Geopolitica mediorientale. Le Alture del Golan: una disputa infinita tra Siria e Israele per concordare un confine che non c’è, ma che va bene a tutti, anche grazie a ‘baratti’ poco chiari. Di Roberto Roggero.

Le alture del Golan.

Il Golan, in arabo Al-Jawlan, è un altopiano prevalentemente montuoso, vasto circa 1.800 km quadrati, il cui punto più alto è il Monte Hermon, a poco meno di 3.000 metri, e la più bassa a circa 400 metri, dove scorre il fiume Yarmuk, e convenzionalmente segna la linea di confine fra Israele, Siria, Libano e Giordania, zona nota come Gaulantide. Dopo la Guerra dei Sei Giorni, secondo la storia nota, il territorio è stato occupato dalle truppe israeliane, in una zona che corrisponde alle pendici meridionali del Monte Hermon alla riva sud del lago di Tiberiade (noto anche come Mare di Galilea e Lago Kinneret, a -200 metri sul livello del mare) e fino al confine con la Giordania, che si immette poi nella valle del Giordano. Una zona che si trova al margine sud-occidentale della Siria, speculare alla zona nord-orientale di Israele. La zona a sud del fiume Yarmuk appartiene alla Giordania mentre la zona all’estremità orientale del fiume Raqqad è controllata dalla Siria. Il resto è sotto il controllo di Israele. 

Secondo il diritto internazionale, il Golan appartiene politicamente alla Siria, ma sottoposto a occupazione militare israeliana con conseguente annessione unilaterale, per altro non riconosciuta dalle Nazioni Unite, e tuttavia senza che la situazione abbia subito cambiamenti dopo il termine della Guerra dei Sei Giorni, sebbene nel 2008 Damasco e Tel Aviv abbiano dato inizio a negoziati per risolvere il contenzioso, poi interrotti a causa dello scoppio della guerra civile in Siria, nel 2011. 

Dalle fonti storiche, pare che le prime tracce di insediamenti umani nel Golan, risalgano al Paleolitico Superiore, ma nel corso dei secoli si alternarono diversi padroni, fino alla conquista dei turchi ottomani nel 16° secolo, che solo nel 1878 autorizzarono le prime costruzioni stabili in insediamenti organizzati. 

Al termine della prima guerra mondiale, con il disfacimento dell’impero ottomano, dopo un breve periodo in cui fu assegnato al Governatorato di Damasco, passò direttamente all’amministrazione della Francia, alla quale venne affidato il mandato su tutta la Siria e nel 1944, quando scaddero i termini del mandato, il Golan divenne ufficialmente parte della Repubblica Araba di Siria. 

Dove sta la verità? 

Israele.

Dove sta la verità?

Nel 1967, in seguito alla Guerra dei Sei Giorni, quando la Siria di Hafez Al-Assad attaccò Israele proprio attraverso il Golan, l’esercito dello stato ebraico contrattaccò sul Monte Hermon e occupò militarmente 2/3 del Golan, accettando poi di restituire il 5% del territorio occupato, in seguito alla Guerra dello Yom Kippur del 1973, e trasformato in zona demilitarizzata sotto mandato internazionale, denominata UNDOF, creata l’anno seguente come garanzia per l’attuazione di un accordo di disimpegno.
###
**CONSEGNA A:** Filtra i record e riporta ogni riga in cui compare la parola "water".

**MATERIALE FORNITO:**
###
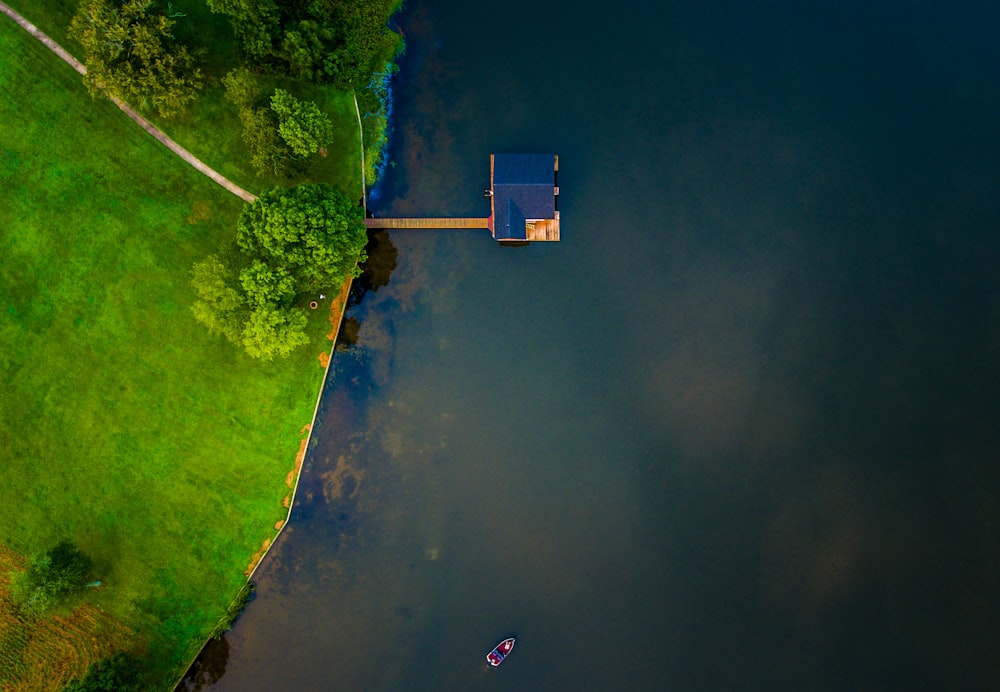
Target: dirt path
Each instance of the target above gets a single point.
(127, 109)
###
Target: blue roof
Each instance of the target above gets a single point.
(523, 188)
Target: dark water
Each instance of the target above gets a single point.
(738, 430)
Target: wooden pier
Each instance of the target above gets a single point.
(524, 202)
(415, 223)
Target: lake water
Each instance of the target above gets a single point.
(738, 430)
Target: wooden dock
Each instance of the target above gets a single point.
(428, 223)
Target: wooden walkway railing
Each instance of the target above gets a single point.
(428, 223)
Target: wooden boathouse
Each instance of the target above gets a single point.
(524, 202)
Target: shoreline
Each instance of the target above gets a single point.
###
**CONSEGNA B:** Prosegui il testo sulle Alture del Golan, riprendendo subito dopo la sua ultima frase.

**RISPOSTA SCRITTA A:**
Target: dark water
Target: lake water

**RISPOSTA SCRITTA B:**
E’ però la definizione di “territorio invaso e militarmente occupato” che pare non sia esattamente corrispondente alla verità dei fatti, secondo più di una fonte riservata, di provenienza giordana. E’ una notizia che naturalmente va presa con il beneficio del dubbio proprio in quanto di provenienza giordana, ovvero di un Paese che di fatto non ha interessi politici per quanto riguarda il Golan, ma da valutare nella giusta considerazione: il Golan, come alcune altre zone di interesse geopolitico e strategico nello stesso territorio, sarebbe stato oggetto di un baratto politico fra Damasco e Tel Aviv, in seguito al quale lo Stato siriano avrebbe incassato non meno di 15 milioni di dollari dell’epoca. Un accordo che avrebbe dato a Tel Aviv il potere di espellere dalla zona occupata la quasi totalità della popolazione residente, con successiva espansione e costruzione di nuovi insediamenti.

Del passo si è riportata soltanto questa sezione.